> [Task set]:
(1) In the forum thread about Social Security and nursing work, what company is given as an example of a shaky place to have a retirement fund invested?
(2) Extend the forum thread about Social Security and nursing work, picking up after its last post.

> [Document excerpt]:
_ _ _ _ _

I think the best retirement plan for us is to vote OUT SS and privatize it so people can make a nice nest egg for themselves without fear of gov't stealing it. Some areas have opted out of SS and have privately invested the SS dollars...they are retiring as millionaires, while the rest of us have our SS date pushed farther and farther back out of reach (they're hoping we die before we can collect it) GRRR.

Instead of doing away with the current Social Security plan, we should strengthen it. Anyone who wants to start a private account can presently do so, and can have complete control over that account. If we let the federal government be in charge of those private accounts they can dictate which stockbrokers will get the commissions and how much those stockbrokers will be allowed to charge us in fees. How would you have liked to have your retirement fund invested in Enron with absolutely no waY of getting any changes made when you learned that Enron was getting shaky?

Thanks for your responses to my own comments above. When we were young, we didn't think about "our turn" of being over fifty, but now that we are it's a whole new experience. We are NOT dead, we are very much alive and kicking, with plenty to offer this world. I wish I had the money to build a hospital and selectively hire all over forty year olds to work in it, giving them the best benefits and pay anyone ever could ask for. ;)

I've been investigating ways I could still use my nursing degree, but I will miss the bedside care. I'm looking into Parish Nursing. It's not a paid profession as yet, at least not in most places I've researched. I would love a "paid position" as a parish nurse once I finish the course.

What other ways can we use our nursing careers to gain employment? Any thoughts on this?;)

What is Parish Nursing?

Instead of doing away with the current Social Security plan, we should strengthen it. Anyone who wants to start a private account can presently do so, and can have complete control over that account. If we let the federal government be in charge of those private accounts they can dictate which stockbrokers will get the commissions and how much those stockbrokers will be allowed to charge us in fees. How would you have liked to have your retirement fund invested in Enron with absolutely no waY of getting any changes made when you learned that Enron was getting shaky?

_ _ _ _ _

> [Raw data]:
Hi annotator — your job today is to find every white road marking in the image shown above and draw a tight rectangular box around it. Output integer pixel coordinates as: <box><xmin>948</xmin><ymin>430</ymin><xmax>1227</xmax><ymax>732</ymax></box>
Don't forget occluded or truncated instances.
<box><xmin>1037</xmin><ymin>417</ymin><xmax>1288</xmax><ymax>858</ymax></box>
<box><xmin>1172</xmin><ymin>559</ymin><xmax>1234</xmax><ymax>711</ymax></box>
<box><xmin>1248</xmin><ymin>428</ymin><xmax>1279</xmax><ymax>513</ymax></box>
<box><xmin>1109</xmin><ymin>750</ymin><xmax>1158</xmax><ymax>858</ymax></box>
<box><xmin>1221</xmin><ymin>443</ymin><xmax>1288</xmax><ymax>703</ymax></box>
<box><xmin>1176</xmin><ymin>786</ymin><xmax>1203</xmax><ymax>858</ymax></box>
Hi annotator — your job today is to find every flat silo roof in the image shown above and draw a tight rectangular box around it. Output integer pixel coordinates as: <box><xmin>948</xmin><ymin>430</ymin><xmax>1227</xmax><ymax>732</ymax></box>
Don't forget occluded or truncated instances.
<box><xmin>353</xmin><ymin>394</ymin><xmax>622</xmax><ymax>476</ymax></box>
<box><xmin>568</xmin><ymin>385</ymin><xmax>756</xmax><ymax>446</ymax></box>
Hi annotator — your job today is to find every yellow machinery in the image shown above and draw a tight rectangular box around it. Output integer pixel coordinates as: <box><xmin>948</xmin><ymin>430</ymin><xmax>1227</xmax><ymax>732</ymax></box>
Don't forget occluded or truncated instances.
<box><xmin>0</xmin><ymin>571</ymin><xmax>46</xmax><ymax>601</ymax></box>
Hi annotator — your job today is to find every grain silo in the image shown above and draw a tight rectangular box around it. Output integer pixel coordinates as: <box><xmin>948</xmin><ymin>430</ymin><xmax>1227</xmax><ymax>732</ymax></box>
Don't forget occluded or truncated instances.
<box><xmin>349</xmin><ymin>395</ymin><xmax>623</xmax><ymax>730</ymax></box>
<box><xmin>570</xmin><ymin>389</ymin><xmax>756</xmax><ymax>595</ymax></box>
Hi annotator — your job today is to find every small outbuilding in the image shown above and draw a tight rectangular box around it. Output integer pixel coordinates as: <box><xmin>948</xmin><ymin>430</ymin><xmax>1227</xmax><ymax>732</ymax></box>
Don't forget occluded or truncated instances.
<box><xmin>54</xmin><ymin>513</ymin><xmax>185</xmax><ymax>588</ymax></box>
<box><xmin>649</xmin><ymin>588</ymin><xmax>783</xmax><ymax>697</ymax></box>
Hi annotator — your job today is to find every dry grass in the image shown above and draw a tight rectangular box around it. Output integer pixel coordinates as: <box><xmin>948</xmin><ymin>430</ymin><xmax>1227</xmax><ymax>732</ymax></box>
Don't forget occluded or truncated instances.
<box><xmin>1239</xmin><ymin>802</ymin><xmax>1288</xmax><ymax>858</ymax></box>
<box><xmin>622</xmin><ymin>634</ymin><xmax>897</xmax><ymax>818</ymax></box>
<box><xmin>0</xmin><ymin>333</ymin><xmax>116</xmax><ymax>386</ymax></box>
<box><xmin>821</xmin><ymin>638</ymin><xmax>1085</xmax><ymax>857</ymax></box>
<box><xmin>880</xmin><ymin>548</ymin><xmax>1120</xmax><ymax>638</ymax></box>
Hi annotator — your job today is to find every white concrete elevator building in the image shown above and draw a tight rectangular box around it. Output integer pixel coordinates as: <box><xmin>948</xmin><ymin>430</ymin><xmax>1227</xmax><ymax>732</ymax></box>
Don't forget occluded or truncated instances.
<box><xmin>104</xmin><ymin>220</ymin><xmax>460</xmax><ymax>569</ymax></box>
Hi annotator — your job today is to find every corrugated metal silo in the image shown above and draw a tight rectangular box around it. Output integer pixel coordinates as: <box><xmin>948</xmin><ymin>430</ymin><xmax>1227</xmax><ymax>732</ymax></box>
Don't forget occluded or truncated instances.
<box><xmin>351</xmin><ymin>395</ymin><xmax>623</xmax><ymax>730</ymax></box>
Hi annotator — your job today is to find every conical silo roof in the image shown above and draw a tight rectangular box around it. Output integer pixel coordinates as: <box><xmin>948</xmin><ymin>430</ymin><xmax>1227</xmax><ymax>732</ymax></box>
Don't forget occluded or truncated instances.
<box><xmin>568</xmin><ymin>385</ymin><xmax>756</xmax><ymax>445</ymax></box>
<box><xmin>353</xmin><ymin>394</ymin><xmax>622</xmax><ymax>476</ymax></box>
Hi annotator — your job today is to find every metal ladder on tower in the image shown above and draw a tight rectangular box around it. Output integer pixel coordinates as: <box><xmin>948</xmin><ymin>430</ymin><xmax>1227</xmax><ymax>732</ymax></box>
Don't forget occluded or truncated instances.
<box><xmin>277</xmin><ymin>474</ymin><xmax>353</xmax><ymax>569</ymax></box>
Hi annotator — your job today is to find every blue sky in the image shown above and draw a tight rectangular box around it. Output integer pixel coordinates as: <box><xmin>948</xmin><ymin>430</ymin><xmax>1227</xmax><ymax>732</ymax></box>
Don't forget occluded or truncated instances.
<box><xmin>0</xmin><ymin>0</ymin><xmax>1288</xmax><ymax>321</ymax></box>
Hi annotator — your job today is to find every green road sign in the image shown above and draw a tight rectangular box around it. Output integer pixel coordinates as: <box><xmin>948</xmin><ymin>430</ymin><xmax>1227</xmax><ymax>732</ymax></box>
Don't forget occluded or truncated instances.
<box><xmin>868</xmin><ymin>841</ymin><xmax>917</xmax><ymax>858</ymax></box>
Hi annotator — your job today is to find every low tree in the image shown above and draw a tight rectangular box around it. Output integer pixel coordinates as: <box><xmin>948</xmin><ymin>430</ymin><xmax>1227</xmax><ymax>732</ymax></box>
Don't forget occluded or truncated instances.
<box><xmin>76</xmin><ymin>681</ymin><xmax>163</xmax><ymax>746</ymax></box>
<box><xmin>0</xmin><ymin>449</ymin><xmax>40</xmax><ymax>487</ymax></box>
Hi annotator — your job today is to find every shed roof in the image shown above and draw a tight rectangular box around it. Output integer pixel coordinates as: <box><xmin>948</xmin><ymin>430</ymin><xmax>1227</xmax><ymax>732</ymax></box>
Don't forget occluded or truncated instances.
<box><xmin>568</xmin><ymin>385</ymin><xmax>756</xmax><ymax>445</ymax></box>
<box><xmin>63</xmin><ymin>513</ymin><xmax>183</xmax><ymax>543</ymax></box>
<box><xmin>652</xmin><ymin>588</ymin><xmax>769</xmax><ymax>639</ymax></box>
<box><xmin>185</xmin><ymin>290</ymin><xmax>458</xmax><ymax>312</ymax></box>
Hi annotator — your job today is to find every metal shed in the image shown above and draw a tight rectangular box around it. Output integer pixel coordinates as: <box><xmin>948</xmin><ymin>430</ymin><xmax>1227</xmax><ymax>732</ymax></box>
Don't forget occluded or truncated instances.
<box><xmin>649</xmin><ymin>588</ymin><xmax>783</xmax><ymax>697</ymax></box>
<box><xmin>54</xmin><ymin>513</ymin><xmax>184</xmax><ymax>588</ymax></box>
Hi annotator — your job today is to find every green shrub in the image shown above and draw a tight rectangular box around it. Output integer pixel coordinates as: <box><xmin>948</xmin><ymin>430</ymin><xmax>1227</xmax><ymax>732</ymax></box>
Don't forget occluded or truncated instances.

_ _ _ _ _

> [Answers for this exercise]:
(1) Enron.

(2)
This is offtopic but:

Obviously the investment mix would have to be wise, with a preference for diversity, and growth funds vs the risky funds. Nobody who is smart puts all their money into risky areas. I would LOVE to have all that $$$ I put into SS over the past 40 yrs...and have it invested in a slow growth fund..I'd be rich!!!! .I don't understand how anybody cannot understand the value in this!!! Today we have to fight to get our own money back from the government, they want to pilfer it,and they hope we die before we can get ANY...unacceptable. Why can't we be trusted to manage our own money??? Novel idea I know... :rolleyes:

Specializes in med/surg, telemetry, IV therapy, mgmt.

Wow! What an interesting thread. The original poster is long gone from the forum. However, since some of you are comparing scars (I loved that scene in Lethal Weapon 4 when Mel Gibson and Rene Russo were comparing their old wounds!). . .here's what I've had in 30 years of nursing:

bad varicose veins in one leg only (go figure), lead to peripheral edema and three stasis ulcers that took forever to heal up (because I wanted to work)

plantar fasciitis, twice

ruptured disk (have no idea how it happened) and laminectomy to correct it

a tricky knee that I have fallen on a couple times over the course of working

scabies--twice! thanks to patients

a broken finger that got smashed against a door jam moving a bed out of a room (never put your hand along the side of the head board)

HIV scare when I got harpooned by a nurse holding a syringe full of blood with the needle pointing out instead of pointed toward the ceiling during a code blue where there was a mass of staff working on the patient

a Hepatitis scare when I harpooned my own finger (a clean in and out puncture through the fleshy part of one of my fingers) when I grabbed for a syringe that fell from my hand

I love clinical nursing, but I've been re-thinking the drain on me physically and have started studying health information management and coding. . .desk job.